**Reading text**.
□ □ □ □ □

13 Glorious Original Art BEN CASEY SUNDAY Strips by NEAL ADAMS

A BIRTHDAY TRIBUTE by his son-in-law Peter Stone…

The late, great Neal Adams was born 84 years ago, on June 15, 1941, and we have a two-fer birthday salute for you this year: this column about Adams’ Ben Casey strip by his son-in-law Peter Stone, and a piece by Scott Dunbier that highlights the upcoming Neal Adams’ DC Classics Artist’s Edition. The book, with multiple covers, is due July 8, but you can already get special editions from Adams’ family, here. I have mine and it’s extraordinary. Dig it. — Dan

By PETER STONE

September 20, 1964. the Newspaper Enterprise Association decided to add a Sunday installment to the popular Ben Casey newspaper strip. The daily strip started almost two years earlier, on Nov. 26, 1962, with a storyline featuring a lightweight boxer named Sugar Kayne. It was pencilled and inked by 21-year-old Neal Adams. Of course, Neal would now handle the Sunday strip, which was almost three times the size of the daily.

□ □ □ □ □

**Supplied data**.
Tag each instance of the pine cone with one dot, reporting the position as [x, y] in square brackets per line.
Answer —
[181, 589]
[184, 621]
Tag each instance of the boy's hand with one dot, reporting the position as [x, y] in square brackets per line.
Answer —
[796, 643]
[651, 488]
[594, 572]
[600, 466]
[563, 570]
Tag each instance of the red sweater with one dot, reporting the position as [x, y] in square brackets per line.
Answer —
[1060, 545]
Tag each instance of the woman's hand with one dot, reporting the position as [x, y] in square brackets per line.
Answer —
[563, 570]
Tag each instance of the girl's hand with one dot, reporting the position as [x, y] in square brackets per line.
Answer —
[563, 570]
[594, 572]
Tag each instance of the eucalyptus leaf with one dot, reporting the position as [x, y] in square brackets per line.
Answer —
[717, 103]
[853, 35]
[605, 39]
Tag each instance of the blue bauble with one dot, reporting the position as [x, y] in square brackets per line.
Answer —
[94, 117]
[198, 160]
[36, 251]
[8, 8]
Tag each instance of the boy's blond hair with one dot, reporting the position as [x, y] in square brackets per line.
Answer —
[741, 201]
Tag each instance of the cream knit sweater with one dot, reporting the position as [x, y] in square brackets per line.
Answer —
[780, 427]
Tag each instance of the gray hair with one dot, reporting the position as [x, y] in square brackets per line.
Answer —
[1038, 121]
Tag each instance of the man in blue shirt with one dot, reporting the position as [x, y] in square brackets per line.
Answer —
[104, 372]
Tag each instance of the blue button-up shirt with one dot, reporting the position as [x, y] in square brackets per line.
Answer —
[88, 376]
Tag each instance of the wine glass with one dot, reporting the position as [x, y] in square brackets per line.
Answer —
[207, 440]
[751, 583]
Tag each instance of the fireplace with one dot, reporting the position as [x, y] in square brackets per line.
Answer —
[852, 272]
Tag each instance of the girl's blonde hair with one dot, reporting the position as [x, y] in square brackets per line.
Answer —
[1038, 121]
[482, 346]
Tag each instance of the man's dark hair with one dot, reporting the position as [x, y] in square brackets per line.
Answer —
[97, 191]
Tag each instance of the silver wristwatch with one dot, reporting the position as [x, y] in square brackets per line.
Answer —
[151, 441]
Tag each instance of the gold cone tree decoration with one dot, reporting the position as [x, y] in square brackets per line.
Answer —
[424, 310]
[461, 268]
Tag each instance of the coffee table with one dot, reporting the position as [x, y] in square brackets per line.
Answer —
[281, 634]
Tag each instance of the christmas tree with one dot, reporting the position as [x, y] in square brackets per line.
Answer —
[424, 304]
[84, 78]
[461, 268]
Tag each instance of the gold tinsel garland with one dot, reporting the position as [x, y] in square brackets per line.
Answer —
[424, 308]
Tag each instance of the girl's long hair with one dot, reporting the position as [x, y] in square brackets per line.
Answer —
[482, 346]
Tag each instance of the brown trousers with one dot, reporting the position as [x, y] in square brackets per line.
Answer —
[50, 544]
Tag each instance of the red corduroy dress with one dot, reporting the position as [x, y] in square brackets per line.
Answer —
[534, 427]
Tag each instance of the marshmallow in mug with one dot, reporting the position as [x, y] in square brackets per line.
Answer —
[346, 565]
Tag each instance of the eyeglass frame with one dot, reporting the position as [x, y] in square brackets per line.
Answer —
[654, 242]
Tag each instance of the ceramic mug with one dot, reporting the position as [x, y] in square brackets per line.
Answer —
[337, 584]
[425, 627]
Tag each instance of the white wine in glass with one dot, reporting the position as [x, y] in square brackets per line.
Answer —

□ □ □ □ □

**Aim**. Please give the date on which the daily Ben Casey strip began, according to the Neal Adams tribute.

**Output of the exercise**. November 26, 1962